# Görev Koşulları
1 - Verilen metinden "Elektrik Üretiminde Biyolojik" sözcüklerinden "yakıt hücresi tasarladı." sözcüklerine kadar uzanan bölümü alıntılayın.
2 - Verilen metne dayanarak aşağıdaki soruları yanıtlayın.
(a) Metinde tanıtılan cihazlar hangi yıllarda keşfedilmiştir?
(b) Metne göre şu anda piyasadaki en iyi katalizör hangisidir?
(c) Wisconsin-Madison Üniversitesi ekibinin yaklaşımı hangi dergide yayımlanmıştır?

# Verilen Metin
════════
Elektrik Üretiminde Biyolojik Tasarım
Yakıt hücreleri, uzun zamandır gelecek vaat eden güç kaynağı olarak görülmektedir. 1830’larda keşfedilen bu cihazlar, hidrojen ve oksijen gibi kimyasallardan doğrudan elektrik üretirler ve emisyon olarak sadece su buharı yaymaktadır. Ancak, pek çok yakıt hücresi, çok pahalı, verimsiz ya da her ikisi özelliğe de sahiptir.
Biyolojiden ilham alan ve 3 Ekim 2018’de Joule dergisinde yayımlanan yeni bir yaklaşımda, Wisconsin-Madison Üniversitesi ekibi, daha ucuz malzemeleri ve elektron ve protonlar arasında hareket edebilen bir organik bileşik kullanarak bir yakıt hücresi tasarladı.
Geleneksel bir yakıt hücresinde, hidrojenden gelen elektron ve protonlar bir elektrottan su üretmek için oksijen ile birleştikleri diğer elektrota taşınır. Bu proses, kimyasal enerjiyi elektriğe dönüştürür. Yeterince kısa bir sürede anlamlı miktarda yük üretebilmek için reaksiyonları hızlandırmak amacıyla kullanılan katalizörlere ihtiyaç duyulmaktadır.
Şu anda piyasadaki en iyi katalizör platindir, ancak bu katalizör yüksek fiyat etiketi ile birlikte anılmaktadır. Bu durum, yakıt hücrelerini pahalı hale getiriyor ve şu anda Amerika Birleşik Devletleri caddelerinde hidrojen yakıtı ile çalışan sadece birkaç araç olmasının da bir sebebidir.
Kimya ve biyoloji mühendisliği profesörü Thatcher Root ile birlikte çalışmayı yürüten Wisconsin-Madison Üniversitesi’nden kimya profesörü Shannon Stahl, eğer büyük miktarlarda kullanılacaksa mevcut yakıt hücrelerinde katalizör olarak daha ucuz metallerin kullanılabileceğini söylüyor. Ayrıca, Shannon Stahl, ‘’ Problem şu ki, elektrot ile katalizör çok fazla etkileşim halinde olduğu zaman malzemenin etkinliği azalıyor.’’ diyor ve ‘’ enerji verimliliği kaybına sebep oluyor.’’ diyerek ekliyor.
════════
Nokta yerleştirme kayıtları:
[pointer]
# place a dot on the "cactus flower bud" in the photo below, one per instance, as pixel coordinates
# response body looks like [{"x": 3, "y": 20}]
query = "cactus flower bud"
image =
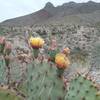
════════
# Alıştırma Sonuçları
1 -
Elektrik Üretiminde Biyolojik Tasarım
Yakıt hücreleri, uzun zamandır gelecek vaat eden güç kaynağı olarak görülmektedir. 1830’larda keşfedilen bu cihazlar, hidrojen ve oksijen gibi kimyasallardan doğrudan elektrik üretirler ve emisyon olarak sadece su buharı yaymaktadır. Ancak, pek çok yakıt hücresi, çok pahalı, verimsiz ya da her ikisi özelliğe de sahiptir.
Biyolojiden ilham alan ve 3 Ekim 2018’de Joule dergisinde yayımlanan yeni bir yaklaşımda, Wisconsin-Madison Üniversitesi ekibi, daha ucuz malzemeleri ve elektron ve protonlar arasında hareket edebilen bir organik bileşik kullanarak bir yakıt hücresi tasarladı.

2 -
(a) 1830'larda keşfedilmiştir.
(b) Platindir.
(c) Joule dergisinde yayımlanmıştır.